Thursday, December 6, 2012

Code release: pyrmsynth - Fast RM synthesis in Python

Another in what will be a series of code release posts. It's not that I've been some kind of coding superhero lately, but that I've got a backlog of code to release in the wild and am only now finding time to do it.

Last week I released pyrmsynth, a fast, Python based RM synthesis package including a CLEAN algorithm for simple deconvolution. This is the RM synthesis software that I wrote for the LOFAR collaboration, and has been in use on their compute cluster for some time. 

The pyrmsynth package is both an application for performing RM synthesis on multi-frequency polarized imaging data, as well as a library of sorts for writing your own applications. If your imaging data is in FITS format, or can be converted into FITS, then the included rmsynthesis.py application will probably do the trick for you out of the box. Or, if you have data in another format, you can write your own file I/O and data parsing script, and use the included RMSynth and RMClean classes to actually perform the RM synthesis on your data.

The advantage of using this package is its flexibility and relative speed. The interface is written in Python, so writing scripts for I/O, data manipulation, and visualization is easy. It's also easy to modify and extend the core functionality, if you need to. Despite being mainly written in Python, the code is still fast for two reasons: 
  1. We use FFTs to perform the imaging
  2. We have written gridding code in Cython (which generates C code) to enable usage of FFTs. 
FFTs require that the data is defined at regular intervals, but because sampling of λ2 space is generally unevenly spaced, this is not true for the case of RM synthesis. We use a fancy binning method known as gridding to sample the data at regular intervals, thereby enabling use of the speedy FFT routine. The gridding would itself be slow if written in pure Python, so instead we have implemented it in C (via Cython), and the result is a very fast code. On my machine, with the current version, I can process (with CLEAN and including file I/O) 10,000 lines of sight in ~6 seconds.

pyrmsynth is released under GPLv3. Contributions are welcome for feature additions, bug fixes, documentation, etc. Just contact me or fork the project on github and get cracking.

http://mrbell.github.com/pyrmsynth/

Sunday, November 25, 2012

Code release: GFFT

This week I released a new Python package to the world. It's called GFFT (General Fast Fourier Transformation) and what it does is it makes applying (relatively) fast Fourier transformations to a wider class of data much simpler.

Fast Fourier transformation in Python is pretty simple in many circumstances already. Just use the Numpy FFT and you're all set, right? Well, that's true if you have data that is regularly sampled, e.g. you've repeatedly made some measurement exactly once every second. But what if your measurements are taken at irregular intervals? Or what if you need to do a lot of phase shifts because your data doesn't start at the origin of whatever coordinate system on which it is defined?

★ ★ ★ ★ ★ ★ ★

▶ [Short task 1]:
From the blog excerpt, return the passage that begins at the words "Thursday, December 6, 2012" and stops after the words "for some time.", copying it character for character.
The blog excerpt and the entries that come after it are unrelated material.

★ ★ ★ ★ ★ ★ ★

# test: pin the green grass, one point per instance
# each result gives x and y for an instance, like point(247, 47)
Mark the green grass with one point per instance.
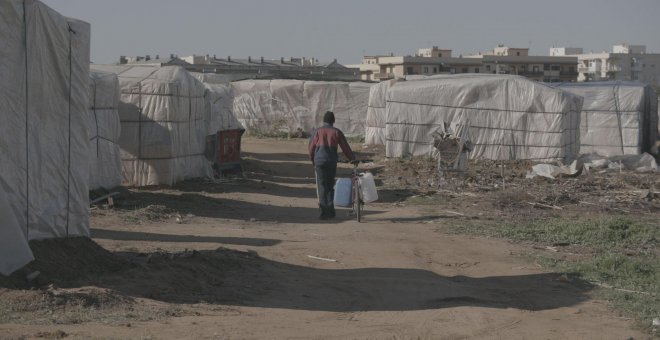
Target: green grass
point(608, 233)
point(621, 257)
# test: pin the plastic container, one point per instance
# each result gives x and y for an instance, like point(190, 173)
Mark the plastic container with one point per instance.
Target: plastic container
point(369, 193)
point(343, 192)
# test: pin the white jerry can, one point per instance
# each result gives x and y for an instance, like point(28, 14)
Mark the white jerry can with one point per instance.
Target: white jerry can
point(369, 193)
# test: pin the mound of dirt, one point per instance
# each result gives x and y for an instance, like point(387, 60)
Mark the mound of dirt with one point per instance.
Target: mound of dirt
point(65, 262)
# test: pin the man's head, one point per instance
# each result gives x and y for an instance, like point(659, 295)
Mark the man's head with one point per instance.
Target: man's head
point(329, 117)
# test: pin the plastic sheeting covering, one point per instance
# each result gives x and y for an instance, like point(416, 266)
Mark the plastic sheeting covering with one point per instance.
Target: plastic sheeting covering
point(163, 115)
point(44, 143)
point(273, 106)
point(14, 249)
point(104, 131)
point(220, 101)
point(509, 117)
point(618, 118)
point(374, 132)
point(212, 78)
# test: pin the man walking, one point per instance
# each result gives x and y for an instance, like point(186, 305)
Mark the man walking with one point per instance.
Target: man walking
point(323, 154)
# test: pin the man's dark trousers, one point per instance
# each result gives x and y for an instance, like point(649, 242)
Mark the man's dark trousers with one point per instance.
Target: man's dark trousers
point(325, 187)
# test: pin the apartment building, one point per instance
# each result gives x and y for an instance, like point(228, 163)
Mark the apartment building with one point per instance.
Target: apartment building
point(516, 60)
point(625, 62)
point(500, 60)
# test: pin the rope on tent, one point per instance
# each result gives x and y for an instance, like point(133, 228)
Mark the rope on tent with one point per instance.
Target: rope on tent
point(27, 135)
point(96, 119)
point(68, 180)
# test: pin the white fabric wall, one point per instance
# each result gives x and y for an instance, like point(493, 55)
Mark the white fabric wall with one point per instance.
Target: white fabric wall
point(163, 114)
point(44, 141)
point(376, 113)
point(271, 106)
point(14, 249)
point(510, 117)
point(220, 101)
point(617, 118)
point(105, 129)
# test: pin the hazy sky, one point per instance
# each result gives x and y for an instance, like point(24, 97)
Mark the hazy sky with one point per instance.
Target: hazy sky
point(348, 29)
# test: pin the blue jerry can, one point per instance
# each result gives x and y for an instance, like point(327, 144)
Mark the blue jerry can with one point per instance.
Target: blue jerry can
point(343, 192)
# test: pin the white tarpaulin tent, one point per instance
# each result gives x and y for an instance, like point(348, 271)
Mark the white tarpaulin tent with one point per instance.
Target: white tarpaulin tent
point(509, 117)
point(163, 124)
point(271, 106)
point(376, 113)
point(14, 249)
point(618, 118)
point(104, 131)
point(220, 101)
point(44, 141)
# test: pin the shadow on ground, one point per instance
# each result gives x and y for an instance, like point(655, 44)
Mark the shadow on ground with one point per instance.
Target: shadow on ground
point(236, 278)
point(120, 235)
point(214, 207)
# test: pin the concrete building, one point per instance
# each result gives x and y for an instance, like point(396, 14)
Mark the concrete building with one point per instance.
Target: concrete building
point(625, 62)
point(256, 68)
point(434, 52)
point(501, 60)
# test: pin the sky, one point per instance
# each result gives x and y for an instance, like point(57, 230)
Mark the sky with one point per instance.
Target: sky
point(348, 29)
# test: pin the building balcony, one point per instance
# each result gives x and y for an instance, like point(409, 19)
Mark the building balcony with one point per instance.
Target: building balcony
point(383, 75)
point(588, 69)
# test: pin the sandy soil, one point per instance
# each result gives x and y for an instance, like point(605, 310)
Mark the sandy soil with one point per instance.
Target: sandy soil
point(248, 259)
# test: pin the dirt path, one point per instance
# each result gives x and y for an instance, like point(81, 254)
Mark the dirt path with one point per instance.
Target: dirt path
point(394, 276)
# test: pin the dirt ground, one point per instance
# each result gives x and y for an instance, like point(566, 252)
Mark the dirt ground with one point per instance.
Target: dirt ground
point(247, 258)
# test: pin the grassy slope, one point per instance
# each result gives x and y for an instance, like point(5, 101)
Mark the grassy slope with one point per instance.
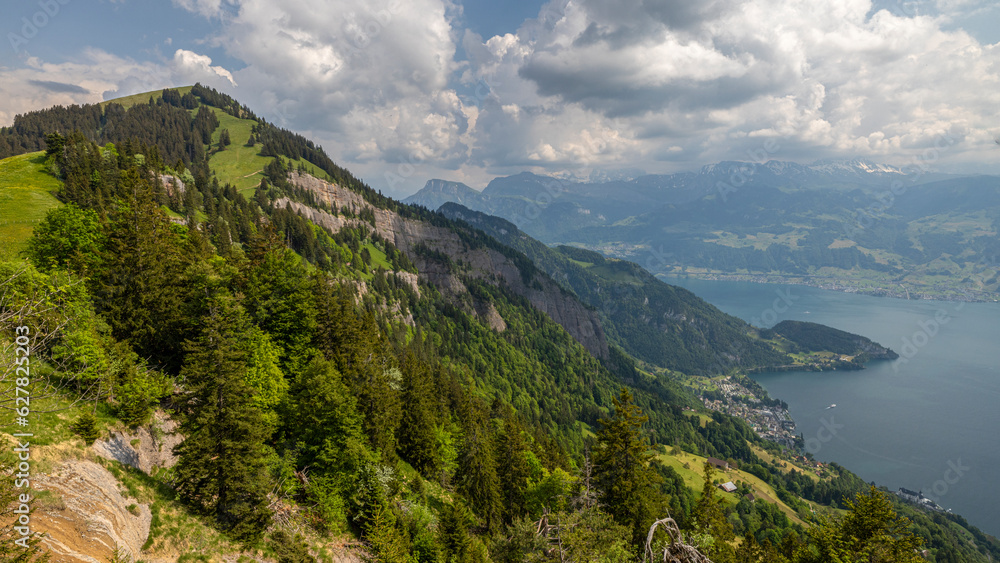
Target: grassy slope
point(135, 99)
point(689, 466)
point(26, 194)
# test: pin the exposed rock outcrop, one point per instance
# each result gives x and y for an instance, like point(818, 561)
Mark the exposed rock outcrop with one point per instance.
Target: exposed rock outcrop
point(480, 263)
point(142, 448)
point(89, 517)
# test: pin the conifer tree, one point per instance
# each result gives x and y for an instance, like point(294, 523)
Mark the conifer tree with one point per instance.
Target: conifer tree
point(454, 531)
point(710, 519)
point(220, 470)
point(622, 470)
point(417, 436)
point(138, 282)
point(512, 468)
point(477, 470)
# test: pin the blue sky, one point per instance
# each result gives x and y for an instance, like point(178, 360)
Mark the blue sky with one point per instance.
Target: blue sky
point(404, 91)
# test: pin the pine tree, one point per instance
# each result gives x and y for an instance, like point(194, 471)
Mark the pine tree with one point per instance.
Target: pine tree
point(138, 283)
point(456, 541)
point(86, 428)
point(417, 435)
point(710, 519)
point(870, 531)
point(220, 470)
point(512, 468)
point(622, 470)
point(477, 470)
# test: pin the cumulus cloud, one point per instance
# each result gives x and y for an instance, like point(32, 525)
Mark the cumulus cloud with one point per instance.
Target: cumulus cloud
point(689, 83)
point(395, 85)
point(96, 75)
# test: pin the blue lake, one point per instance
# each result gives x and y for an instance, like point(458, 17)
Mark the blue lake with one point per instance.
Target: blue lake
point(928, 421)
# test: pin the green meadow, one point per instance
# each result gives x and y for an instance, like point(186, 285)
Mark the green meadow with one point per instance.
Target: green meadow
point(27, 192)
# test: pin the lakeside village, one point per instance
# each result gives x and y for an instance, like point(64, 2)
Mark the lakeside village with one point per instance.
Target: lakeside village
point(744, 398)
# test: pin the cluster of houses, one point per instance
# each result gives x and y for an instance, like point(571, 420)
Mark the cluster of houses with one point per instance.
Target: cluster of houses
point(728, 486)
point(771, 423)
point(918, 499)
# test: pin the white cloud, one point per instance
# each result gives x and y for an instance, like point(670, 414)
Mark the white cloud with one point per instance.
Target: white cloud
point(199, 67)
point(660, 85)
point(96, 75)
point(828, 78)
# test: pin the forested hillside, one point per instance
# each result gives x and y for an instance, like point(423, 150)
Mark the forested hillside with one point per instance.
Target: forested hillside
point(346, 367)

★ ★ ★ ★ ★ ★ ★

▶ [Short task 2]:
Retype the lines of the entries that begin at the line that has "# test: pin the building" and stop after the line that has "point(404, 91)", keeping both end lines and changing nothing. Leave the pictures out of your answer.

▶ [Full solution 1]:
Thursday, December 6, 2012

Code release: pyrmsynth - Fast RM synthesis in Python

Another in what will be a series of code release posts. It's not that I've been some kind of coding superhero lately, but that I've got a backlog of code to release in the wild and am only now finding time to do it.

Last week I released pyrmsynth, a fast, Python based RM synthesis package including a CLEAN algorithm for simple deconvolution. This is the RM synthesis software that I wrote for the LOFAR collaboration, and has been in use on their compute cluster for some time.

▶ [Full solution 2]:
# test: pin the building balcony, one point per instance
# each result gives x and y for an instance, like point(409, 19)
Mark the building balcony with one point per instance.
Target: building balcony
point(383, 75)
point(588, 69)
# test: pin the sandy soil, one point per instance
# each result gives x and y for an instance, like point(605, 310)
Mark the sandy soil with one point per instance.
Target: sandy soil
point(248, 259)
# test: pin the dirt path, one point per instance
# each result gives x and y for an instance, like point(81, 254)
Mark the dirt path with one point per instance.
Target: dirt path
point(394, 276)
# test: pin the dirt ground, one point per instance
# each result gives x and y for an instance, like point(566, 252)
Mark the dirt ground with one point per instance.
Target: dirt ground
point(247, 258)
# test: pin the grassy slope, one point per instance
# each result gives x and y for an instance, like point(5, 101)
Mark the grassy slope with one point per instance.
Target: grassy slope
point(135, 99)
point(689, 466)
point(26, 194)
# test: pin the exposed rock outcrop, one point per instance
# each result gives x and y for an instance, like point(818, 561)
Mark the exposed rock outcrop with one point per instance.
Target: exposed rock outcrop
point(480, 263)
point(142, 448)
point(89, 517)
# test: pin the conifer tree, one point per instance
# each result gives x and y for an instance, like point(294, 523)
Mark the conifer tree with one point per instance.
Target: conifer tree
point(454, 531)
point(710, 519)
point(220, 470)
point(622, 470)
point(417, 436)
point(138, 282)
point(512, 468)
point(477, 470)
# test: pin the blue sky, one point per instance
# each result gives x and y for an instance, like point(178, 360)
Mark the blue sky with one point per instance.
Target: blue sky
point(404, 91)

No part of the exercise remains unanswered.